━━━━━ RECORDS PROVIDED ━━━━━

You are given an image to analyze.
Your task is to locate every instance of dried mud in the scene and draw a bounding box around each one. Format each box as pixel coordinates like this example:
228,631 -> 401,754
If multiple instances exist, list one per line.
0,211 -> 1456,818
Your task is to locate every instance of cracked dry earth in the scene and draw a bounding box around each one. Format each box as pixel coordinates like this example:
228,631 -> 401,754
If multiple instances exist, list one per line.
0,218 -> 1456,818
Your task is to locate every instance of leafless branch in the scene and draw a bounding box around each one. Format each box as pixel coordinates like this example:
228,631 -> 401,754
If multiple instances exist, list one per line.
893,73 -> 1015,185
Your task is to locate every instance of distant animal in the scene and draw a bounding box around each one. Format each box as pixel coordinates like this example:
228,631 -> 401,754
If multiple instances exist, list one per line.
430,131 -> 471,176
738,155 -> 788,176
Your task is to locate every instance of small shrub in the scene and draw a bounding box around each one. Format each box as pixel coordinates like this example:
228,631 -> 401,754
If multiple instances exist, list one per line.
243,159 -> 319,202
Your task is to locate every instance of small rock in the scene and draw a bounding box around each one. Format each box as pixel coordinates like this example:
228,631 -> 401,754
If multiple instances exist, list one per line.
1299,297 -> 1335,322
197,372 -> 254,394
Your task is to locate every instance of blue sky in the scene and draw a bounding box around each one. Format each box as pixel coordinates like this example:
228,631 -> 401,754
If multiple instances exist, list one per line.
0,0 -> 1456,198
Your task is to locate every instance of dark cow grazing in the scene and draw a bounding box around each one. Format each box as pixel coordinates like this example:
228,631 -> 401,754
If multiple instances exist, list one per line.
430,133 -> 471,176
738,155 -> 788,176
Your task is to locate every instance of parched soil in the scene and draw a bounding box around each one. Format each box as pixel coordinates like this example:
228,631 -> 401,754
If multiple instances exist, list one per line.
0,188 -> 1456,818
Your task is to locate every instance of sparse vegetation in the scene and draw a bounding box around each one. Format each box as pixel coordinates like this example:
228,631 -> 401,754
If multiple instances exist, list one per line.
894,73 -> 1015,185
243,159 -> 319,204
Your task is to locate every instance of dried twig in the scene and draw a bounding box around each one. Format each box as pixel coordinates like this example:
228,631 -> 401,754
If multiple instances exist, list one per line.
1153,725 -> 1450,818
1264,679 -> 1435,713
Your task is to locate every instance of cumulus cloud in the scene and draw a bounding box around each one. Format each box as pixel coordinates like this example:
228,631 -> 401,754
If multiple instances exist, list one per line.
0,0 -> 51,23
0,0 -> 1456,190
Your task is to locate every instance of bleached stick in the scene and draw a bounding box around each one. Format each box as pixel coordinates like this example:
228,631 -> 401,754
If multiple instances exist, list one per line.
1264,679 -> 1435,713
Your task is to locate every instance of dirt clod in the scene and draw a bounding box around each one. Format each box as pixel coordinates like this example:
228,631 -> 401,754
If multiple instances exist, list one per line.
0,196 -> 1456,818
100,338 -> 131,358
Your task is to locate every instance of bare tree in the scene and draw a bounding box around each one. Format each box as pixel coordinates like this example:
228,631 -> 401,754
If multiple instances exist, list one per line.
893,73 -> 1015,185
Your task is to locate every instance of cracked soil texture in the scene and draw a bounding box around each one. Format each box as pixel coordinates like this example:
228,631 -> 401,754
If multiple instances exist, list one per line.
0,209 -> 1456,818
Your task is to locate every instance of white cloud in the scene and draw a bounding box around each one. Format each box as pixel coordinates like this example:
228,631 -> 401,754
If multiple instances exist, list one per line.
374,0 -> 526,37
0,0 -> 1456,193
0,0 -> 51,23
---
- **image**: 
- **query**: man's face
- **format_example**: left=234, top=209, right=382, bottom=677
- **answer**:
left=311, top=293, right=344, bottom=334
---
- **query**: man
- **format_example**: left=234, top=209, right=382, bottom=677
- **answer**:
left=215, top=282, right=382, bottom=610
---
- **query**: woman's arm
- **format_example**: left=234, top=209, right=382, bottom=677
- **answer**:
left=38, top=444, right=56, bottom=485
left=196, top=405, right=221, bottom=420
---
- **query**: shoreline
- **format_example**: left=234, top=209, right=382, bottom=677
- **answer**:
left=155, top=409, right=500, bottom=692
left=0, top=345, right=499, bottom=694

━━━━━

WRITTEN REQUEST ▸ Can you format only the part of the data above that opens with the line containing "Your task is to locate every instance of white" and closes with the line containing "left=196, top=405, right=221, bottom=420" as a Markdown table, with a Row column giving each line's number and a Line column holding the line itself, and skip any blank lines?

WRITTEN SOLUTION ▸
| Row | Line |
|---|---|
| 1 | Your task is to locate every instance of white cloud in the scene and draw a bounding box around each one. Format each box as pixel coordinates like this example: |
| 2 | 228,631 -> 401,754 |
| 3 | If multiple instances exist, list one per line. |
| 4 | 374,0 -> 526,37 |
| 5 | 0,0 -> 1456,193 |
| 6 | 0,0 -> 51,23 |
| 7 | --- |
| 8 | - **image**:  |
| 9 | - **query**: man's face |
| 10 | - **format_example**: left=234, top=209, right=382, bottom=677 |
| 11 | - **answer**: |
| 12 | left=311, top=293, right=344, bottom=334 |
| 13 | --- |
| 14 | - **query**: man |
| 15 | - **format_example**: left=234, top=209, right=382, bottom=677 |
| 16 | - **answer**: |
| 17 | left=215, top=282, right=382, bottom=610 |
| 18 | --- |
| 19 | - **query**: woman's arm |
| 20 | - **format_example**: left=234, top=209, right=382, bottom=677 |
| 21 | - **answer**: |
| 22 | left=38, top=444, right=56, bottom=485 |
| 23 | left=196, top=405, right=221, bottom=420 |